■ **What to do**
Copy each entry verbatim, excluding its images.

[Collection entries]
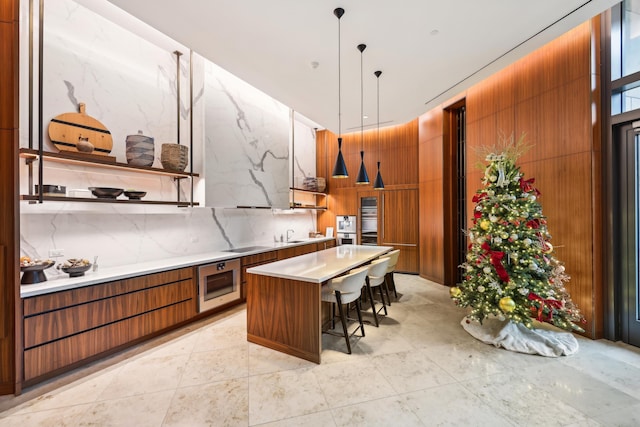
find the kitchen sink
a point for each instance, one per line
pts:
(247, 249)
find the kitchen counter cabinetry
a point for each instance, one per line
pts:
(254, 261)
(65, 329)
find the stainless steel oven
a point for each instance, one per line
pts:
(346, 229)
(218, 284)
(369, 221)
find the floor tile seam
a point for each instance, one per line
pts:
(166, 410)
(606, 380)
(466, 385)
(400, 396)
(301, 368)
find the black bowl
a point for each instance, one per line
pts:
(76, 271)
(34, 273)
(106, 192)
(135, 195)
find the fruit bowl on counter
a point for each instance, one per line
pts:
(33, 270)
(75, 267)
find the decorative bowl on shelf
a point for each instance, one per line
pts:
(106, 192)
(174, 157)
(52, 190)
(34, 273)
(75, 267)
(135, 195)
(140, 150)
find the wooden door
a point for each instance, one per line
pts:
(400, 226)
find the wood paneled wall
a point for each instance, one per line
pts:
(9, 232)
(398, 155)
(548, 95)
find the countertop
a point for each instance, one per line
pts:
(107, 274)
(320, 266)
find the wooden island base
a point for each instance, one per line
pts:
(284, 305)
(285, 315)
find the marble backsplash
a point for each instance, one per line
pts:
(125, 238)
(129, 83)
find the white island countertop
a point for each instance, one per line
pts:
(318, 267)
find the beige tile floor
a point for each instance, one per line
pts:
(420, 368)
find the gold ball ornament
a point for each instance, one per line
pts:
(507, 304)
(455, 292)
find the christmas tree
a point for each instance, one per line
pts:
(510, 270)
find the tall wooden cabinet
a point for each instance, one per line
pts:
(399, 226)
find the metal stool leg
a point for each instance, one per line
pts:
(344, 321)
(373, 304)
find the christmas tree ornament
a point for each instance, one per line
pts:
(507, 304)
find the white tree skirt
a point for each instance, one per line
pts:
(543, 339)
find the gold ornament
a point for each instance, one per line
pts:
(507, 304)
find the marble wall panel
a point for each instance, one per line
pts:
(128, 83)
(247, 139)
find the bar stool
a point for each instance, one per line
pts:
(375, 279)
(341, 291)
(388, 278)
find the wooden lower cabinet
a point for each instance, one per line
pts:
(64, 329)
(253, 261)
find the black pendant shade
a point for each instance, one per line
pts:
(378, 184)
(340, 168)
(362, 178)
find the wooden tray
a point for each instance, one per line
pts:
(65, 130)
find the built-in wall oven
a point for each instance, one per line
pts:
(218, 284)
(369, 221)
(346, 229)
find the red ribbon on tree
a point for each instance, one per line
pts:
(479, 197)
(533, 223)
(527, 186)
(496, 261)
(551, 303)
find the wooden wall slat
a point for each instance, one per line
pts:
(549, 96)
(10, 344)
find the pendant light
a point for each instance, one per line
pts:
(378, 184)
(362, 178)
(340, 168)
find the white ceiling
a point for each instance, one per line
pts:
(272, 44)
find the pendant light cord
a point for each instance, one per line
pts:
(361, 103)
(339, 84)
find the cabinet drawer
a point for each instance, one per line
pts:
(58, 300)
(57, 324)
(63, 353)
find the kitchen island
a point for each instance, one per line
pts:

■ **Problem solution**
find the kitchen sink
a point for each instance, one per line
pts:
(247, 249)
find the kitchen counter cabinetry
a point for each instance, one per line
pts:
(254, 261)
(65, 329)
find the stainless steel oven
a point for each instance, one per line
pts:
(346, 229)
(218, 284)
(369, 221)
find the floor tile seam
a point for each instance, one per line
pts:
(166, 410)
(606, 380)
(466, 385)
(400, 396)
(301, 368)
find the black bowl
a point for each instance, one per line
pts:
(76, 271)
(34, 273)
(106, 192)
(135, 195)
find the fruit bowl on counter
a point for each instance, one per line
pts:
(33, 270)
(75, 267)
find the decorative bowl on shelf
a point for each instance, one per line
pts:
(106, 192)
(174, 157)
(52, 190)
(34, 273)
(75, 267)
(135, 195)
(140, 150)
find the wooden door
a point for each instance, one per line
pts:
(400, 226)
find the wood paneled wall
a point for each instance, one per line
pts:
(9, 232)
(398, 155)
(548, 95)
find the countertop
a point for each instance, one per line
pts:
(107, 274)
(320, 266)
find the wooden island base
a point for each instance, one per line
pts:
(284, 305)
(285, 315)
find the marble backsplash
a point for each instance, one per line
pts:
(125, 238)
(129, 83)
find the white island countertop
a point for each instance, one per line
pts:
(318, 267)
find the beige tile floor
a point for each instance, one per line
pts:
(420, 368)
find the gold ball ornament
a point for each instance, one per line
pts:
(507, 304)
(455, 292)
find the christmas tree
a point for each instance, one per line
pts:
(510, 270)
find the tall wooden cabinet
a point for each instance, one per line
pts:
(399, 226)
find the metal stool leg
a point for each instance, one per line
pts:
(344, 321)
(373, 304)
find the christmas tree ornament
a point for each instance, one per line
pts:
(507, 304)
find the white tree skirt
a point for each instance, one per line
pts:
(543, 339)
find the gold ornament
a point for each instance, one per line
pts:
(507, 304)
find the marble wall panel
a point for each instance, one per line
pts:
(128, 83)
(247, 139)
find the bar stool
a point for each instance, one per line
pts:
(375, 279)
(341, 291)
(388, 278)
find the wooden lower cabinet
a point for each instance, one per line
pts:
(64, 329)
(253, 261)
find the black pendant shade
a point for each instance, one per line
pts:
(378, 184)
(340, 168)
(362, 178)
find the wooden tray
a point for each instance, one per line
pts:
(65, 130)
find the built-in wall oven
a point for each instance, one per line
pts:
(218, 284)
(369, 221)
(346, 229)
find the red ribbon on tree
a point for each instance, one per line
pts:
(479, 197)
(533, 223)
(527, 186)
(496, 261)
(551, 303)
find the wooden wall slat
a point for each instance, one per line
pts:
(549, 96)
(10, 344)
find the pendant light
a point for each instance, one per line
pts:
(378, 184)
(362, 178)
(340, 168)
find the white ceiling
a point for each instance, one per line
pts:
(272, 44)
find the pendant light cord
a point for each instance, one per line
pts:
(361, 103)
(339, 84)
find the cabinet drawer
a point for each instance, one per line
pts:
(58, 300)
(57, 324)
(63, 353)
find the kitchen island
a point for each instance, one per line
pts:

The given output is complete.